(Exercise task):
Repeat, without any change, the entries presented below.

(Supplied data):
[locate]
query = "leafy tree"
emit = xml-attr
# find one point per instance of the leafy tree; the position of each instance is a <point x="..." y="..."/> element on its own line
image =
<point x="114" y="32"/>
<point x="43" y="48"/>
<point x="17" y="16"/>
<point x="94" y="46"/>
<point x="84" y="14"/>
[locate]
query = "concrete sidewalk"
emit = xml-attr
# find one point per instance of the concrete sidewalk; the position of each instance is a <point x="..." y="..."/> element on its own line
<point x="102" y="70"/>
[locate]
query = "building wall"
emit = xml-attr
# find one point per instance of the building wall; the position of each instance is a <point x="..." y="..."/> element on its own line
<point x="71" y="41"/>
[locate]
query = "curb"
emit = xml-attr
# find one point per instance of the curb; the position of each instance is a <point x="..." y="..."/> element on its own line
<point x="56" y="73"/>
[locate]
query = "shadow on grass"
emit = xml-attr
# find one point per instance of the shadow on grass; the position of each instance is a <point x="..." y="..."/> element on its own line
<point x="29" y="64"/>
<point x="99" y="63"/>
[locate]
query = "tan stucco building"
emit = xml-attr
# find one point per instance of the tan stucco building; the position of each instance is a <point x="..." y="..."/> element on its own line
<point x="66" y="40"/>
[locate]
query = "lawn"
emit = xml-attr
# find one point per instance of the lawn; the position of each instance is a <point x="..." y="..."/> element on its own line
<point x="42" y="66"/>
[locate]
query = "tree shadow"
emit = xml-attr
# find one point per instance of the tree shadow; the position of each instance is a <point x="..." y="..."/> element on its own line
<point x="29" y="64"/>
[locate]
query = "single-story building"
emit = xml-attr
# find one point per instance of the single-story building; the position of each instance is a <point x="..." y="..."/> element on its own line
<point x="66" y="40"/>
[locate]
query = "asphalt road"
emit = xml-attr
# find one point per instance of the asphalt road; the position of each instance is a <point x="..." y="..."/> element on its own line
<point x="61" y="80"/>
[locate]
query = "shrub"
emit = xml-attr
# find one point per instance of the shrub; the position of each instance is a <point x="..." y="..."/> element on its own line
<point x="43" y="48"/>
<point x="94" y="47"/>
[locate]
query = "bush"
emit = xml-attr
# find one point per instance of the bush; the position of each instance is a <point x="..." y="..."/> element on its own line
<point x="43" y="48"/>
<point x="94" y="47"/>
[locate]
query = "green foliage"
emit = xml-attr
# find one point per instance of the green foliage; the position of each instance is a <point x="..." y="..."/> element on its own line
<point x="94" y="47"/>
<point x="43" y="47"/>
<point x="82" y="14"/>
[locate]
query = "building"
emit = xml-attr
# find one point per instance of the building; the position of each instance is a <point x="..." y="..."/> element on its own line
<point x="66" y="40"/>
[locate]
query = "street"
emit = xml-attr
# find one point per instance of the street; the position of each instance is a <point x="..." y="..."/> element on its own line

(Task result):
[locate]
query = "leafy tree"
emit = xml-attr
# find one point per instance of the leafy tree; the position of each instance is a <point x="..." y="..."/> element on its own line
image =
<point x="114" y="32"/>
<point x="43" y="48"/>
<point x="17" y="16"/>
<point x="94" y="46"/>
<point x="84" y="14"/>
[locate]
query = "concrete sidewalk"
emit = xml-attr
# find one point per instance of the concrete sidewalk; the position of each instance is a <point x="..." y="..."/> element on its own line
<point x="102" y="70"/>
[locate]
query = "building wall"
emit = xml-attr
# find one point per instance of the building wall; the position of each instance is a <point x="..." y="..."/> element on its own line
<point x="71" y="41"/>
[locate]
query = "curb"
emit = xml-attr
# find one point per instance of the curb; the position of each instance is a <point x="..." y="..."/> element on its own line
<point x="56" y="73"/>
[locate]
query = "shadow on grass"
emit = xml-attr
# find one point per instance of the shadow on grass; the position of each instance is a <point x="..." y="..."/> element on its own line
<point x="29" y="64"/>
<point x="99" y="63"/>
[locate]
query = "tan stucco building"
emit = xml-attr
# find one point per instance of the tan stucco building; the position of each instance is a <point x="..." y="..."/> element on its own line
<point x="66" y="40"/>
[locate]
query = "lawn"
emit = xml-attr
# find one point per instance of the lawn; the position of each instance is a <point x="..." y="..."/> element on its own line
<point x="42" y="66"/>
[locate]
query = "tree shadow"
emit = xml-attr
# find one point per instance of the tree shadow; the position of each instance is a <point x="..." y="..."/> element on its own line
<point x="29" y="64"/>
[locate]
query = "single-story building"
emit = xml-attr
# find one point per instance of the single-story building; the position of each instance is a <point x="..." y="..."/> element on its own line
<point x="66" y="40"/>
[locate]
query = "asphalt road"
emit = xml-attr
# find one point per instance of the asphalt road; the position of each instance is a <point x="..." y="..."/> element on its own line
<point x="61" y="80"/>
[locate]
query = "shrub"
emit = xml-attr
# find one point per instance of the shrub; the position of each instance is a <point x="..." y="..."/> element on its own line
<point x="43" y="48"/>
<point x="94" y="47"/>
[locate]
query = "bush"
emit = xml-attr
# find one point per instance of the bush; the position of each instance is a <point x="..." y="..."/> element on its own line
<point x="43" y="48"/>
<point x="94" y="47"/>
[locate]
query = "green foliage"
emit = xml-attr
# find one point per instance of the green foliage; the position of each instance is a <point x="..." y="..."/> element on its own line
<point x="94" y="47"/>
<point x="43" y="47"/>
<point x="82" y="14"/>
[locate]
query = "building"
emit = xml-attr
# find one point per instance of the building; the position of each instance is a <point x="..." y="..."/> element on its own line
<point x="66" y="40"/>
[locate]
query = "street"
emit = xml-attr
# find one point per instance of the street; the position of each instance is a <point x="..." y="..."/> element on its own line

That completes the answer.